## [TASK TO CARRY OUT]
Return each record word for word, keeping none of its pictures.

## [AVAILABLE DATA]
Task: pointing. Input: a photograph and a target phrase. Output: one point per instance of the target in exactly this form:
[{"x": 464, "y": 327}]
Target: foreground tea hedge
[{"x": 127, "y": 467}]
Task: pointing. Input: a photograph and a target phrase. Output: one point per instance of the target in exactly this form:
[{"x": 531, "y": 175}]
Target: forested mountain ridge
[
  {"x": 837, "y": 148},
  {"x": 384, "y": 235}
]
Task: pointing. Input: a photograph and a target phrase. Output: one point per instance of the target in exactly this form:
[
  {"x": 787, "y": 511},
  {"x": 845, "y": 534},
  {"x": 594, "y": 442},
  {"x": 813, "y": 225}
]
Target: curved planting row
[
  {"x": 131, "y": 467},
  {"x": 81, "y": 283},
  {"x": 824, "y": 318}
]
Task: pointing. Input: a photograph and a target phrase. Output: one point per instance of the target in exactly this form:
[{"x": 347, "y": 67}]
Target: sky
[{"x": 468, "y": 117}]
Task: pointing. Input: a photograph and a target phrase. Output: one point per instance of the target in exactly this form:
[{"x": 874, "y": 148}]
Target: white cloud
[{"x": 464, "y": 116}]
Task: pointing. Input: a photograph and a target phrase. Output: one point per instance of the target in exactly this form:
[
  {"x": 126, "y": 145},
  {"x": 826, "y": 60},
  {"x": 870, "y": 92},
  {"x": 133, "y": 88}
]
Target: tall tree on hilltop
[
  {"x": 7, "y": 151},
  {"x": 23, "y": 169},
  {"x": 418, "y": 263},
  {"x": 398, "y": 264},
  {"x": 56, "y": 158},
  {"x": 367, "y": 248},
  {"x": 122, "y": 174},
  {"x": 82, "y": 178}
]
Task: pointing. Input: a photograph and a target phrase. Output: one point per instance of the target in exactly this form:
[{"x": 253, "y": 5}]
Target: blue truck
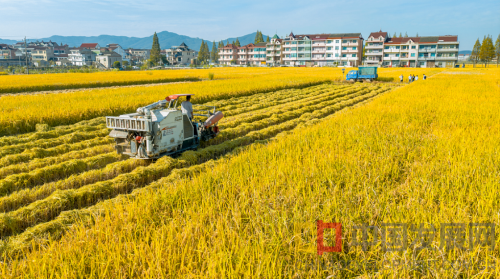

## [SOLUTION FOR THIS EXERCISE]
Task: pointing. Input: a photograph and a target phrase. Output: one point per instance of the target in exactly this form:
[{"x": 464, "y": 327}]
Target: foreground tea hedge
[{"x": 127, "y": 467}]
Task: pointing. Input: a photograph and a target phrase. Output: one point per instance of the target in exactly this form:
[{"x": 531, "y": 175}]
Target: forested mountain ridge
[
  {"x": 837, "y": 148},
  {"x": 384, "y": 235}
]
Task: pointing. Input: a photograph and a target phrase. Output: one point per instance of the target in exactly this form:
[
  {"x": 787, "y": 511},
  {"x": 845, "y": 534},
  {"x": 594, "y": 442},
  {"x": 813, "y": 225}
]
Target: curved planting row
[
  {"x": 131, "y": 467},
  {"x": 81, "y": 283},
  {"x": 824, "y": 318}
]
Task: pointing. Input: a photograph and a target phrase. Output: one point per instance of the target in exactly this form:
[{"x": 347, "y": 67}]
Target: sky
[{"x": 468, "y": 117}]
Task: pointing. Input: a photograph and a target phrase. Output: one point per instance of the target in exactly this form:
[{"x": 874, "y": 148}]
Target: white cloud
[{"x": 464, "y": 116}]
Task: pointing. Input: a photograph and a target phrase. Output: one point per instance of the target in exactly this form:
[
  {"x": 126, "y": 145},
  {"x": 826, "y": 60},
  {"x": 870, "y": 92},
  {"x": 133, "y": 88}
]
Target: tall tree on hilltop
[
  {"x": 7, "y": 151},
  {"x": 23, "y": 169},
  {"x": 418, "y": 263},
  {"x": 398, "y": 264},
  {"x": 56, "y": 158},
  {"x": 367, "y": 248},
  {"x": 122, "y": 174},
  {"x": 82, "y": 178}
]
Task: pointing. Input: a photograph and a target phrase. Output: one point per instance of the target in exactly this form:
[{"x": 253, "y": 5}]
Target: blue truck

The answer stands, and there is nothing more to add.